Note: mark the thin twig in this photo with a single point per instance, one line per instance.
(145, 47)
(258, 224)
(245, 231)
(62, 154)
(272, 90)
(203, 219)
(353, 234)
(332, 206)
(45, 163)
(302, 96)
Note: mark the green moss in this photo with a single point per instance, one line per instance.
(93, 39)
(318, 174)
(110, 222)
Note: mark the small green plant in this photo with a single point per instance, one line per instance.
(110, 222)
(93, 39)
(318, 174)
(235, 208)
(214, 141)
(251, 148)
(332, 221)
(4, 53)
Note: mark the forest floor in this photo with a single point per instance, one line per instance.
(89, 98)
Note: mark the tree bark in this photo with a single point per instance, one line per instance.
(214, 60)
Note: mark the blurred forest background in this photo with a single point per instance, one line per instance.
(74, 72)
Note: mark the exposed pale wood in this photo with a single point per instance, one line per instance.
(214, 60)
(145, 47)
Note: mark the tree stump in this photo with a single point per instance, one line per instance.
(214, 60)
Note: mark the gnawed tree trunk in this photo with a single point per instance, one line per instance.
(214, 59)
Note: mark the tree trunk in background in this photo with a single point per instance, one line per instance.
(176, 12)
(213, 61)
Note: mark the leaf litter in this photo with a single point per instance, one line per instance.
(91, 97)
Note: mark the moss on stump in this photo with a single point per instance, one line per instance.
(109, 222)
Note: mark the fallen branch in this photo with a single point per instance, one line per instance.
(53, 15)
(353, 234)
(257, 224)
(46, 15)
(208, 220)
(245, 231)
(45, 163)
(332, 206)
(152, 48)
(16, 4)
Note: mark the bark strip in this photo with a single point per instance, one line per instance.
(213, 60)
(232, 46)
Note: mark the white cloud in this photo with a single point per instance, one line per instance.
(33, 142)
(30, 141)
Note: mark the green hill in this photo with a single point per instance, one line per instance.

■ ■ ■ ■ ■ ■ ■

→ Exercise directions: Starting at the line with "Note: mark the gnawed", restate each line through the end of the records, both ends included, and stop there.

→ Output of the task:
Note: mark the gnawed tree trunk in this photo with a single point per instance, one line per instance.
(214, 59)
Note: mark the tree trunk in background in this photo with a single point per instance, one line per instance.
(176, 12)
(213, 61)
Note: mark the leaf litter in this photo with a single point per instance, one line per instance.
(91, 97)
Note: mark the moss on stump in this photo with a single point per instance, one line per instance.
(109, 222)
Note: mark the fallen branch in this photo with a single point per instance, one line per instance.
(53, 15)
(353, 234)
(257, 224)
(46, 15)
(208, 220)
(245, 231)
(45, 163)
(332, 206)
(152, 48)
(16, 4)
Note: mark the bark strip in this photo with a single point per instance, one line per instance.
(213, 60)
(232, 46)
Note: mark the white cloud in this photo with a single point per instance, one line per instance.
(33, 142)
(30, 141)
Note: mark the green hill in this photo with a single point per instance, one line per instance.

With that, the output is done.